▶ _TEXT SECTION_:
# The Harvey Girls



## Rail Freak (Nov 18, 2009)

The Harvey Girls Movie is playing now on TCM, if any one is interested!

RF


----------



## PetalumaLoco (Nov 18, 2009)

Yeah, but it's (_cringe_) Judy Garland...


----------



## the_traveler (Nov 19, 2009)

You mean there were girls in the movie too? :huh: I just paid attention to the train! :lol:


----------



## Bill Haithcoat (Nov 21, 2009)

There is a lot of info on google about the Harvey Girls, Harvey House food and the relationship with the Atchison Topeka and Santa Fe Railroad. Some of the best food ever!!


----------



## Rail Freak (Nov 21, 2009)

Bill Haithcoat said:


> There is a lot of info on google about the Harvey Girls, Harvey House food and the relationship with the Atchison Topeka and Santa Fe Railroad. Some of the best food ever!!


I've read about Harvey, his restaurants, girls & RailRoad ventures. I spent about an hour at the El Tovar (Grand Canyon) bar getting an education from the Manager & bartender a few years back. Some interesting stuff!!! I had heard about the movie but this was the 1st time I saw it, well almost. Fell asleep in the middle of it! 

RF


----------

▶ _RECORD SET_:
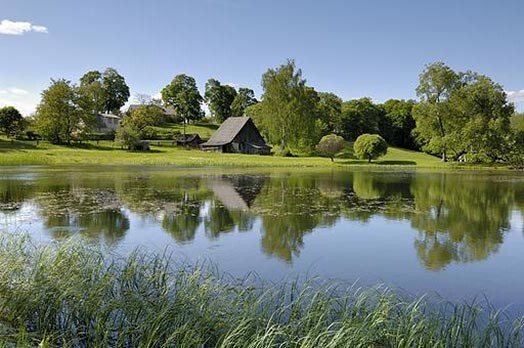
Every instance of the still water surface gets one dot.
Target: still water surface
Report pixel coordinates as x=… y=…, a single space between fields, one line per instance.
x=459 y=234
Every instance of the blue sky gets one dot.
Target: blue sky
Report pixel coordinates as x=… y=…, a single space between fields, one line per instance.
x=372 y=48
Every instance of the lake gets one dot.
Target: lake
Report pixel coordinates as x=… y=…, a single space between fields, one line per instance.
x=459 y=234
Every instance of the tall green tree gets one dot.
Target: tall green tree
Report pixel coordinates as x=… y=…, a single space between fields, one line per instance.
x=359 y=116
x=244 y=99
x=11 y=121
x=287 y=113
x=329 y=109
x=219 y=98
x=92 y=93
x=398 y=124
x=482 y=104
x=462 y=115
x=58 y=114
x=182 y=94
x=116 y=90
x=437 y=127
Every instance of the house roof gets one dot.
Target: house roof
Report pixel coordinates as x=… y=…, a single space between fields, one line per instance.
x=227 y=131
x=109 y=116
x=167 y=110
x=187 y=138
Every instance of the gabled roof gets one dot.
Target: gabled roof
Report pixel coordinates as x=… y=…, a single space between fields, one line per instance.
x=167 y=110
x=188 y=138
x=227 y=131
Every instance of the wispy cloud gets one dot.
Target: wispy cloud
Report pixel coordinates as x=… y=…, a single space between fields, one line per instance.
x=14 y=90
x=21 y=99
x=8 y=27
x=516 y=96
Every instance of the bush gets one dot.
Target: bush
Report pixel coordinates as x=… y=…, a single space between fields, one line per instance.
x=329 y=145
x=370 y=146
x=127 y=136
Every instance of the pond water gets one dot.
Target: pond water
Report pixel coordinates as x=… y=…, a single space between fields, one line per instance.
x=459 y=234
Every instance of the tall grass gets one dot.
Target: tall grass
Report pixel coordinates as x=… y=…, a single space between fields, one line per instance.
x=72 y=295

--

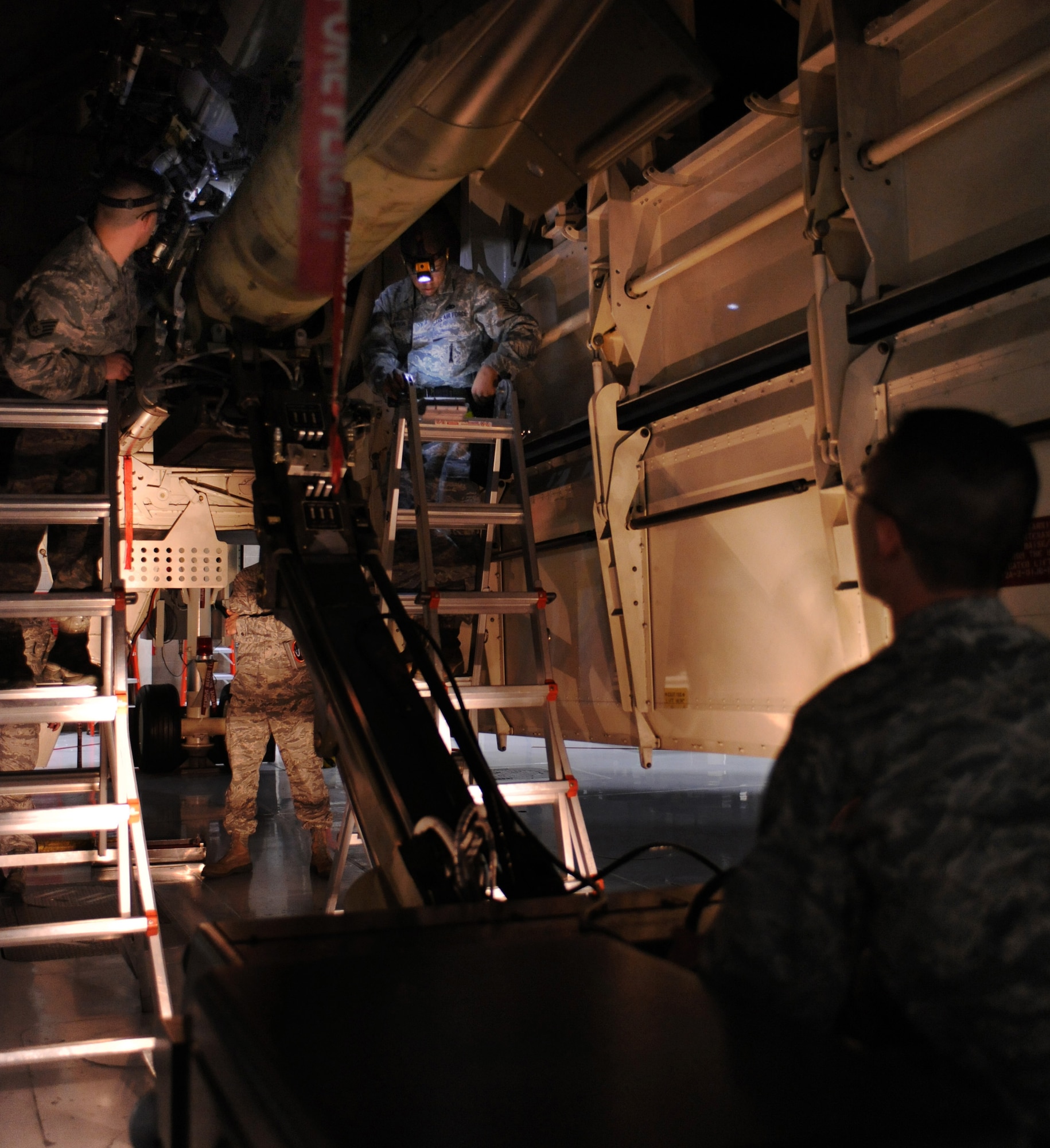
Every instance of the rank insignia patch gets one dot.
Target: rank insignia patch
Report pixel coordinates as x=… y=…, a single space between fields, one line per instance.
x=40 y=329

▶ _EXERCISES TO COMPLETE_:
A. Can you write out the whole Harvey Girls thread word for word?
B. From the listing, can you pull out the lines running from the line with "Every instance of the gabled" to the line with "x=127 y=136", both of those included, and reproduce them unchanged?
The Harvey Girls thread and the listing were taken from unrelated sources.

▶ _RESPONSES PER TASK_:
A.
# The Harvey Girls



## Rail Freak (Nov 18, 2009)

The Harvey Girls Movie is playing now on TCM, if any one is interested!

RF


----------



## PetalumaLoco (Nov 18, 2009)

Yeah, but it's (_cringe_) Judy Garland...


----------



## the_traveler (Nov 19, 2009)

You mean there were girls in the movie too? :huh: I just paid attention to the train! :lol:


----------



## Bill Haithcoat (Nov 21, 2009)

There is a lot of info on google about the Harvey Girls, Harvey House food and the relationship with the Atchison Topeka and Santa Fe Railroad. Some of the best food ever!!


----------



## Rail Freak (Nov 21, 2009)

Bill Haithcoat said:


> There is a lot of info on google about the Harvey Girls, Harvey House food and the relationship with the Atchison Topeka and Santa Fe Railroad. Some of the best food ever!!


I've read about Harvey, his restaurants, girls & RailRoad ventures. I spent about an hour at the El Tovar (Grand Canyon) bar getting an education from the Manager & bartender a few years back. Some interesting stuff!!! I had heard about the movie but this was the 1st time I saw it, well almost. Fell asleep in the middle of it! 

RF


----------

B.
Every instance of the gabled roof gets one dot.
Target: gabled roof
Report pixel coordinates as x=… y=…, a single space between fields, one line per instance.
x=167 y=110
x=188 y=138
x=227 y=131
Every instance of the wispy cloud gets one dot.
Target: wispy cloud
Report pixel coordinates as x=… y=…, a single space between fields, one line per instance.
x=14 y=90
x=21 y=99
x=8 y=27
x=516 y=96
Every instance of the bush gets one dot.
Target: bush
Report pixel coordinates as x=… y=…, a single space between fields, one line per instance.
x=329 y=145
x=370 y=146
x=127 y=136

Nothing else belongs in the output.